Technically, other people’s children are part of society. Everyone knows the proverb that “it takes a village to raise a child.”

But Johnson’s point is that parents should take care of their own children, and he said society does have a responsibility to provide job opportunities for parents.

Unfortunately, becoming a parent can make it more difficult to hold a job, since child care is often unaffordable, unavailable or only available at times that don’t fit an employer’s schedule. Nationally, there isn’t enough child care for the preschool population. One result of these challenges is that children in the U.S. have higher poverty rates than other age groups and higher rates than children in other advanced countries.

Democrats had hoped to create a massive child care subsidy program as part of the Build Back Better Act, vowing that, if it passed, no working parents would have to pay more than 7% of their income on child care. The bill is currently stalled.

Other Republicans have offered much more sophisticated complaints about the proposal than Johnson’s. Several argued that the bill’s higher standards for providers would unfairly increase costs for parents whose incomes make them ineligible for subsidies.

Johnson’s comment may have been ham-handed, but his free market view isn’t really an outlier among his peers in Congress, and his statement illustrates a stark difference between the parties on family economics.

Democrats have made slashing child poverty a core of their agenda. Last year they transformed the child tax credit to a monthly cash program paying most American parents as much as $300 per child from July through December, resulting in a sharp decline in child poverty.

Republicans have ignored the poverty reduction and said the program simply exacerbates labor shortages by making parents less willing to work, calling it another part of Democrats’ “socialist” program that diminishes people’s freedom ― including the freedom to be involuntarily poor.

As Johnson put it in a tweet on Wednesday, “The Left wants the government to run the family. I believe the parents do.”

Pointing listing:

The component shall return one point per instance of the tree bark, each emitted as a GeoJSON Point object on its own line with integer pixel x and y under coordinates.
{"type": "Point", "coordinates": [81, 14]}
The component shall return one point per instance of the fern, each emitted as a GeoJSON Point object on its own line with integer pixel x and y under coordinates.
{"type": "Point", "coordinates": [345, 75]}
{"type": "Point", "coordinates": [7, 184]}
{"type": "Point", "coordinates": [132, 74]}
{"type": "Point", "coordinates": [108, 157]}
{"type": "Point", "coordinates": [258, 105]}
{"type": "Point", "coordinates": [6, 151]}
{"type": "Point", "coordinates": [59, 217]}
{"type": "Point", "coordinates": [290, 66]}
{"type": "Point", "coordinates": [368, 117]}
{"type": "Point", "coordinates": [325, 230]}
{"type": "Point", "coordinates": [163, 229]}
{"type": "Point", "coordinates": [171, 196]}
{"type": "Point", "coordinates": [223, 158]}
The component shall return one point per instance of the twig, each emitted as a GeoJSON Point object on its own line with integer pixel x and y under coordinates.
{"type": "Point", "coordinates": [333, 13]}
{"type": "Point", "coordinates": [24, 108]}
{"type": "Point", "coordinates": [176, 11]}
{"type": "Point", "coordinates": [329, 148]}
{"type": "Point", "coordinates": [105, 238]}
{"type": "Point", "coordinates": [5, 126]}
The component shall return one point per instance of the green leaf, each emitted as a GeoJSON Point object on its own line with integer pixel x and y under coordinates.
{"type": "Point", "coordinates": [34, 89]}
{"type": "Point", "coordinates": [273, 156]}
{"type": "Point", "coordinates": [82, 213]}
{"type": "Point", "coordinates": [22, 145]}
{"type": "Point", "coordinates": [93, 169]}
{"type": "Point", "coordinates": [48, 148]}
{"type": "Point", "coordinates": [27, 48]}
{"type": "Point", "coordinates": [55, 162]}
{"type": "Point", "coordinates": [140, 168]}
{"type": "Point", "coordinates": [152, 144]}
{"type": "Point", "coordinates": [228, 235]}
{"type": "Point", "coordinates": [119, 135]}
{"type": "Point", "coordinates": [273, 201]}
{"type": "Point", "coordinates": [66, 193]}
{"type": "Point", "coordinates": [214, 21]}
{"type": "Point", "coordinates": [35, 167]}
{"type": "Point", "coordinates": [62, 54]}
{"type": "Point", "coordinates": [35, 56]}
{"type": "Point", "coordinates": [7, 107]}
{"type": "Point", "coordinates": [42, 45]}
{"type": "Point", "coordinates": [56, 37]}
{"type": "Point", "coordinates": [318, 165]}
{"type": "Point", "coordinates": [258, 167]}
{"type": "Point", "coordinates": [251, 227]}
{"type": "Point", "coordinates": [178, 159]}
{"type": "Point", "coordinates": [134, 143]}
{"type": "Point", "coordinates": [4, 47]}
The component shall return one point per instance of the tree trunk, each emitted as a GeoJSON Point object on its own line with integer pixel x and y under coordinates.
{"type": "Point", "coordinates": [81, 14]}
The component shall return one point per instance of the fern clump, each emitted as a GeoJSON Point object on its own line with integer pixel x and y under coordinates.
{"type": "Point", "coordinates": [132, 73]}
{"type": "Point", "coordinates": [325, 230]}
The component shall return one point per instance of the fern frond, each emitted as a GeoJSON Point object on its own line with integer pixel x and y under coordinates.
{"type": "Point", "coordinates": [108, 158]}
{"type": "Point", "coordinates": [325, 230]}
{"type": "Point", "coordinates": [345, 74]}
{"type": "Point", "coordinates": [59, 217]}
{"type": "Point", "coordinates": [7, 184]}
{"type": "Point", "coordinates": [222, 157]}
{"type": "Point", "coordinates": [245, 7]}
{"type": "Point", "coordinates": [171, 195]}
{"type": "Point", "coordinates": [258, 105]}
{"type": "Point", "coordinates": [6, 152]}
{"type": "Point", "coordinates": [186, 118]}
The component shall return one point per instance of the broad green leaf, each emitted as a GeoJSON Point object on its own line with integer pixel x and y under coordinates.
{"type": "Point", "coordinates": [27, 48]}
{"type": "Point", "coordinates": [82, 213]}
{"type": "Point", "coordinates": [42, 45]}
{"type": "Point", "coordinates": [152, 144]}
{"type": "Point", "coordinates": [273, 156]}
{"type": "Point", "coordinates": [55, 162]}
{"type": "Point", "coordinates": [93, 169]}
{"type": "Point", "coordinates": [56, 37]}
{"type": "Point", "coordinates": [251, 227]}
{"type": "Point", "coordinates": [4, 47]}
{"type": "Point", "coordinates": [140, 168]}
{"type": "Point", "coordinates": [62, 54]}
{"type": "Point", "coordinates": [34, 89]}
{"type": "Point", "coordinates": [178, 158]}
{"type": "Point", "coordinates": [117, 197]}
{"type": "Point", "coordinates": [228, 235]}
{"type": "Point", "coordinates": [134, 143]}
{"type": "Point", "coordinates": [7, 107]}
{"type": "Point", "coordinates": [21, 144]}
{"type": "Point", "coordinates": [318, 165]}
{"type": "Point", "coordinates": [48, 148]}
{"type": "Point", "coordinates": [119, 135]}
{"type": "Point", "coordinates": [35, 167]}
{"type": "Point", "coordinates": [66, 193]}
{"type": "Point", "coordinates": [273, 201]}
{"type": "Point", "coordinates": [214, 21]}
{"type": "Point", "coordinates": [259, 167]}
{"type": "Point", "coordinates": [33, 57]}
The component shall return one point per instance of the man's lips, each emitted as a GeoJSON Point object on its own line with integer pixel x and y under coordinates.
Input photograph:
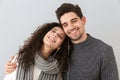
{"type": "Point", "coordinates": [51, 39]}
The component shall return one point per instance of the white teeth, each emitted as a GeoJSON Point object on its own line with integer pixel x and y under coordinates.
{"type": "Point", "coordinates": [74, 31]}
{"type": "Point", "coordinates": [51, 39]}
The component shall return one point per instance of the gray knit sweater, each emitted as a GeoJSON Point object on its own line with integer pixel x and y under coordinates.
{"type": "Point", "coordinates": [92, 60]}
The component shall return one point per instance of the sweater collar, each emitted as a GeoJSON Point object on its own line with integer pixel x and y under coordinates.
{"type": "Point", "coordinates": [86, 42]}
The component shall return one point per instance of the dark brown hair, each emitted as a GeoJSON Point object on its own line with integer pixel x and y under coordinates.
{"type": "Point", "coordinates": [68, 7]}
{"type": "Point", "coordinates": [27, 52]}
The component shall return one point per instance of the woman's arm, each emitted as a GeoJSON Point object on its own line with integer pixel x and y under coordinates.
{"type": "Point", "coordinates": [10, 66]}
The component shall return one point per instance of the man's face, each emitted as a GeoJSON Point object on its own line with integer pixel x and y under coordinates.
{"type": "Point", "coordinates": [73, 26]}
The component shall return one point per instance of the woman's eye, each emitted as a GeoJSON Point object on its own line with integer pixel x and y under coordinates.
{"type": "Point", "coordinates": [53, 31]}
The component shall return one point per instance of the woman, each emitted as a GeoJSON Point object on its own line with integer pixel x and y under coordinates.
{"type": "Point", "coordinates": [44, 55]}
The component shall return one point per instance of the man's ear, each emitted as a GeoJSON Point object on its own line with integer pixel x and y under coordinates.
{"type": "Point", "coordinates": [84, 20]}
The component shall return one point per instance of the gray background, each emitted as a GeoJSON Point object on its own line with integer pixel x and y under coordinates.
{"type": "Point", "coordinates": [19, 18]}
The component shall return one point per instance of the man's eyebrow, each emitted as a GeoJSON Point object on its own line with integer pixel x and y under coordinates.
{"type": "Point", "coordinates": [74, 19]}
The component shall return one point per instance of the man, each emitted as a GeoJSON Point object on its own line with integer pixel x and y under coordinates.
{"type": "Point", "coordinates": [91, 58]}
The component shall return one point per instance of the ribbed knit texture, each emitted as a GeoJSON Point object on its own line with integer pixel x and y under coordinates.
{"type": "Point", "coordinates": [92, 60]}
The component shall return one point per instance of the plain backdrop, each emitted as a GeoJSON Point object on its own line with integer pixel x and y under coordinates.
{"type": "Point", "coordinates": [19, 18]}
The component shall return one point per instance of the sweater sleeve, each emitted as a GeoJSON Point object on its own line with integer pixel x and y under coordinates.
{"type": "Point", "coordinates": [109, 69]}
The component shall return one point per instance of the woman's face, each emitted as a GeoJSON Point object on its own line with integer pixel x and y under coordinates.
{"type": "Point", "coordinates": [54, 38]}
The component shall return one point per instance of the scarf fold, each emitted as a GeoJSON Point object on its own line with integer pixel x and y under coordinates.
{"type": "Point", "coordinates": [49, 69]}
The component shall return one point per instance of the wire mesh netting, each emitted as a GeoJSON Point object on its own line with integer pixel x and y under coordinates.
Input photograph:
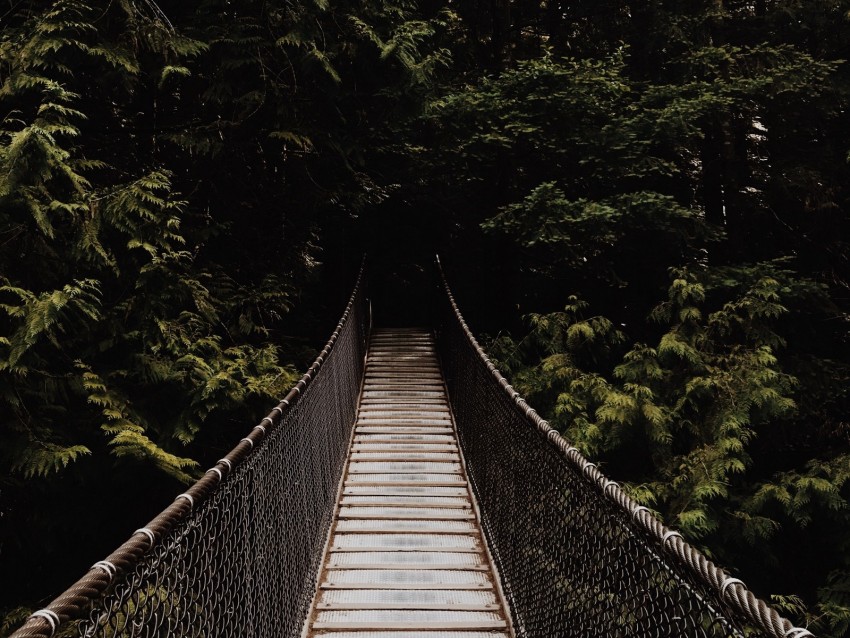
{"type": "Point", "coordinates": [244, 561]}
{"type": "Point", "coordinates": [572, 561]}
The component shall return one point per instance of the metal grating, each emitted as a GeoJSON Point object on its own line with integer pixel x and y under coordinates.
{"type": "Point", "coordinates": [406, 557]}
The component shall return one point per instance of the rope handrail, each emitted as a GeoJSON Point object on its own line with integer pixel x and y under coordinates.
{"type": "Point", "coordinates": [74, 601]}
{"type": "Point", "coordinates": [666, 542]}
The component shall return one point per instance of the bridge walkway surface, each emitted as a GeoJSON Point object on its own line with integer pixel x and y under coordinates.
{"type": "Point", "coordinates": [406, 556]}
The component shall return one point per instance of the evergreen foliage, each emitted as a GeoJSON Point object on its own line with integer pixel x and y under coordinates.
{"type": "Point", "coordinates": [648, 199]}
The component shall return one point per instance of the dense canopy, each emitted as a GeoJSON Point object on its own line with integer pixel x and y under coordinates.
{"type": "Point", "coordinates": [643, 204]}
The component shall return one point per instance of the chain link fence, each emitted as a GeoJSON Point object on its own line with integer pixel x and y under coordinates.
{"type": "Point", "coordinates": [576, 556]}
{"type": "Point", "coordinates": [238, 554]}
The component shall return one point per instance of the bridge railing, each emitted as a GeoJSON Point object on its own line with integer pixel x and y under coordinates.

▶ [WHAT IS NEEDED]: Write out the passage of the excerpt on child care policy that begins with the words "Republicans have ignored" and ends with "be involuntarily poor.", keeping every word and mark identical.

▶ [REPLY TO THE EXERCISE]:
Republicans have ignored the poverty reduction and said the program simply exacerbates labor shortages by making parents less willing to work, calling it another part of Democrats’ “socialist” program that diminishes people’s freedom ― including the freedom to be involuntarily poor.